▸ Supplied records

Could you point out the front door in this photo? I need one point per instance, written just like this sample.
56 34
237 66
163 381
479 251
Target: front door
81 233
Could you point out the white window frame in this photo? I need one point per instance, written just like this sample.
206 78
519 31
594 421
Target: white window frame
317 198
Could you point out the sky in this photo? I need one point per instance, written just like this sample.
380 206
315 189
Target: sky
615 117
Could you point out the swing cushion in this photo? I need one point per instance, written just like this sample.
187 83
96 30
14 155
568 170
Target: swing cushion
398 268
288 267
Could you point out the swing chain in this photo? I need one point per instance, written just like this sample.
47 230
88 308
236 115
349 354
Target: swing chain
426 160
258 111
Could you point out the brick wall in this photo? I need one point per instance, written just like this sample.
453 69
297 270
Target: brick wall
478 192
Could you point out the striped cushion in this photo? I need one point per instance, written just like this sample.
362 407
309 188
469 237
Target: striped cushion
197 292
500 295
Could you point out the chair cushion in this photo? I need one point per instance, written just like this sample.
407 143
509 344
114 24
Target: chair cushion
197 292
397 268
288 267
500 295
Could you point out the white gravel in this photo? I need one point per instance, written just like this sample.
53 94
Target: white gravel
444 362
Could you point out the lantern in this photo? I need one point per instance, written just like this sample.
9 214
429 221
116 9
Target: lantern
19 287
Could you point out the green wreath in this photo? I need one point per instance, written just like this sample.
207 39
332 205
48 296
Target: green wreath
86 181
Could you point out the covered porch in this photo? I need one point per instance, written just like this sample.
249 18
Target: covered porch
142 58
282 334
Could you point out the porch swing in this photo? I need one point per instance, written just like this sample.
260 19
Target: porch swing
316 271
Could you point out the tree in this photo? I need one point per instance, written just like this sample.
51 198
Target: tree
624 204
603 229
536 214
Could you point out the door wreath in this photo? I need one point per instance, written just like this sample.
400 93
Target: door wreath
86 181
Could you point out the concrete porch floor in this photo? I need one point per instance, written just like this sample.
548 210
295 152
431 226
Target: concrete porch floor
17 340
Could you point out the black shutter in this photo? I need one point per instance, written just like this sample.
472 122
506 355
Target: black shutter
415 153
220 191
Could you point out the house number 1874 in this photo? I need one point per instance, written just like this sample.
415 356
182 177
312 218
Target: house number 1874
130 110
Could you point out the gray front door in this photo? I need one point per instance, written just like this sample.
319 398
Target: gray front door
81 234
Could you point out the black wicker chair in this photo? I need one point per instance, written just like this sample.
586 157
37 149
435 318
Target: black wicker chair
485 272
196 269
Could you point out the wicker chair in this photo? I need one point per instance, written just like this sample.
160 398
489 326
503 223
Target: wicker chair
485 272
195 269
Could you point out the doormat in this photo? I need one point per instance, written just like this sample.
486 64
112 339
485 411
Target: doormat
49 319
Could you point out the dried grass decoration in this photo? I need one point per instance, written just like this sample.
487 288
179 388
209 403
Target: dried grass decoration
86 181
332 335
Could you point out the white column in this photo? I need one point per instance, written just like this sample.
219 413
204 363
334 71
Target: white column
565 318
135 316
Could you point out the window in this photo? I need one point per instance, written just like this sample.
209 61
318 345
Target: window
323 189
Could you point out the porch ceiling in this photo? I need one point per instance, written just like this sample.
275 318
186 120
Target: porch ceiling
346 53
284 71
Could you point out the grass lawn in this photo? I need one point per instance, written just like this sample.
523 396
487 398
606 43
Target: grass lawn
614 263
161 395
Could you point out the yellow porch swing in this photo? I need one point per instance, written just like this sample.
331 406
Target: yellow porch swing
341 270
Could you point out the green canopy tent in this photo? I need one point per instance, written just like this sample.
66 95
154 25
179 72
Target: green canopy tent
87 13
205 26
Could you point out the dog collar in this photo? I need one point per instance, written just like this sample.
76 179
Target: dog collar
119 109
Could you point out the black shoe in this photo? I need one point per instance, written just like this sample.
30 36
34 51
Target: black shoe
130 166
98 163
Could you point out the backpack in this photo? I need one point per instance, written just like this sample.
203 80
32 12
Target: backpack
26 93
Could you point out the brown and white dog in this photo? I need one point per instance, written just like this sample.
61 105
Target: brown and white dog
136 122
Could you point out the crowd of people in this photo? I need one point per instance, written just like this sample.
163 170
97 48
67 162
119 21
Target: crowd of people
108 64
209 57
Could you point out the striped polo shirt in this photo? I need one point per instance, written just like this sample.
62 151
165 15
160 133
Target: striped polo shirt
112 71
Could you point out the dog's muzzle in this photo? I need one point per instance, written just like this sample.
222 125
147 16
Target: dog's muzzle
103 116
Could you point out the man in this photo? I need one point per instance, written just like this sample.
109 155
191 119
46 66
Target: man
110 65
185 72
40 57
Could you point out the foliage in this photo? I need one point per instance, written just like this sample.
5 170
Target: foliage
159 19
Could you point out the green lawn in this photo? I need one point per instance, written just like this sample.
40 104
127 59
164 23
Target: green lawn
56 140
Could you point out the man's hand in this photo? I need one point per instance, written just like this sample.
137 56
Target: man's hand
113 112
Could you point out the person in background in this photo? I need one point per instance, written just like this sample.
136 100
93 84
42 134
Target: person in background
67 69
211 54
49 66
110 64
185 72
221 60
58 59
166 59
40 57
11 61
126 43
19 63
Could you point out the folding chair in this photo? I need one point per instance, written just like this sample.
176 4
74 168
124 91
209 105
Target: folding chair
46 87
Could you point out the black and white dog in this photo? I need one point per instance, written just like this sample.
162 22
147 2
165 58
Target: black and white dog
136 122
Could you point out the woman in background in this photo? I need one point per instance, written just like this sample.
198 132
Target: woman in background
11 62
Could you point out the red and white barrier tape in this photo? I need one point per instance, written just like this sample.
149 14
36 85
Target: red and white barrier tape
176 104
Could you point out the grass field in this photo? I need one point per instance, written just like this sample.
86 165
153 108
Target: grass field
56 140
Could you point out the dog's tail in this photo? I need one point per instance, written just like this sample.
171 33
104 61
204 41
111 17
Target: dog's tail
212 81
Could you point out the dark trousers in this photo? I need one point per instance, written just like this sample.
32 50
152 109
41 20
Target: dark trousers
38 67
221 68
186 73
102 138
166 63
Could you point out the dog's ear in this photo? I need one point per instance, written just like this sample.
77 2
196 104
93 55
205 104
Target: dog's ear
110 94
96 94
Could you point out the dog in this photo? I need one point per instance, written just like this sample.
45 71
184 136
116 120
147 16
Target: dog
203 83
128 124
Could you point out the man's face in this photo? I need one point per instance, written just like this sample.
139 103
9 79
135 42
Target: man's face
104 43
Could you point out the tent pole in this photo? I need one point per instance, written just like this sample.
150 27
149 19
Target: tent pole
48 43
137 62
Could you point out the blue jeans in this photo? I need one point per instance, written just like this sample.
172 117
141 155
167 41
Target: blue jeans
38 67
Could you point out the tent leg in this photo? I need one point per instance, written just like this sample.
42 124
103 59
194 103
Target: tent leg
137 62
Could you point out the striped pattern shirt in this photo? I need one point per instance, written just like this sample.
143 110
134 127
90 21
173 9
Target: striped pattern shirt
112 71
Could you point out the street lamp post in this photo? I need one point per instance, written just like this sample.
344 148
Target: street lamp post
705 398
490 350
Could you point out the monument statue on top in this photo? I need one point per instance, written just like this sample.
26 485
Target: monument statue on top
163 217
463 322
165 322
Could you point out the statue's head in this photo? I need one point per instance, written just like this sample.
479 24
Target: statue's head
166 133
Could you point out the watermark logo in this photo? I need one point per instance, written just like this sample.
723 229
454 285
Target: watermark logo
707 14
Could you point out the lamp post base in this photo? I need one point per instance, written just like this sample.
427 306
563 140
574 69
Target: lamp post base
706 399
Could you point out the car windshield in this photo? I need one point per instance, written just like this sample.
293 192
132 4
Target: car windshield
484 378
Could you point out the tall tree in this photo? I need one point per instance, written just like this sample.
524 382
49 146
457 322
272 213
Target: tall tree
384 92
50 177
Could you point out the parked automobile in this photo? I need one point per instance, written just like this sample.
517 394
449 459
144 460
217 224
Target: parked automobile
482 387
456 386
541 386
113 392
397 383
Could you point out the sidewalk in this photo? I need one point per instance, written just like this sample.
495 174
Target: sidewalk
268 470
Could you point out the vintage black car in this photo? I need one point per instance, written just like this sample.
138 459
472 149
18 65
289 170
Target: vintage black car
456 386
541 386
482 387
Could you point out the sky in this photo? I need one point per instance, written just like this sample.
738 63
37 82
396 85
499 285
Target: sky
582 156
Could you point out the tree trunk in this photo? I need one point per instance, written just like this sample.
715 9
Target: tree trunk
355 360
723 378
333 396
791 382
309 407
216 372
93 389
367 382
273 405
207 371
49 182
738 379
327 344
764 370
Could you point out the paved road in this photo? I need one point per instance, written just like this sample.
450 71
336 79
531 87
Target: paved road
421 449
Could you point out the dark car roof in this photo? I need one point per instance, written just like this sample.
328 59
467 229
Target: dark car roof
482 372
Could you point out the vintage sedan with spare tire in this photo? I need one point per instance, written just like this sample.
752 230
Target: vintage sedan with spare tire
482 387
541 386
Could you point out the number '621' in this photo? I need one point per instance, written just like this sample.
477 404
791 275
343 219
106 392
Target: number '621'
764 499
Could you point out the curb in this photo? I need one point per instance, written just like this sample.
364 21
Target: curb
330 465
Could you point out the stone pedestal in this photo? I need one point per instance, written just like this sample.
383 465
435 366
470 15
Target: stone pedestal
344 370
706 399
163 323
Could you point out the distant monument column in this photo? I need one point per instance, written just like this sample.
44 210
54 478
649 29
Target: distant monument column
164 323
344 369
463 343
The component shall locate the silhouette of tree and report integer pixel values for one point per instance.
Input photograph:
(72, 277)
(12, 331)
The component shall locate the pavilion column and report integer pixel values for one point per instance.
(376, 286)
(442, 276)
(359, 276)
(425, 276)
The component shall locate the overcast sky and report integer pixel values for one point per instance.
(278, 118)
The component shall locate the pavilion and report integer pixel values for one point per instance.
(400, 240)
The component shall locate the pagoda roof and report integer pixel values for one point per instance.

▸ Action item
At the line containing "Could you point out the curb", start copying. Continue exactly through the final line of the entries above and stop there.

▸ Response area
Could you point out the curb in this photo? I need one point per instance, written just like this sample.
364 21
Target: curb
330 465
Could you point out the stone pedestal in this photo? I need one point per instance, written just like this sample.
383 465
435 366
470 15
Target: stone pedestal
344 370
706 399
163 323
Could you point out the distant monument column in this photo? I need one point per instance, written just like this sample.
44 210
54 478
649 29
Target: distant monument column
164 323
344 369
463 343
The component shall locate the silhouette of tree and report integer pixel values for one point per instance.
Input photograph:
(72, 277)
(12, 331)
The component shall locate the pavilion column and report integer pixel values for one point per instance.
(376, 286)
(442, 276)
(359, 276)
(425, 276)
The component shall locate the overcast sky and report integer pixel values for one point per instance.
(278, 118)
The component shall locate the pavilion and report integer pixel values for one point per instance.
(400, 240)
The component shall locate the pagoda roof and report integer pixel values for one point per instance.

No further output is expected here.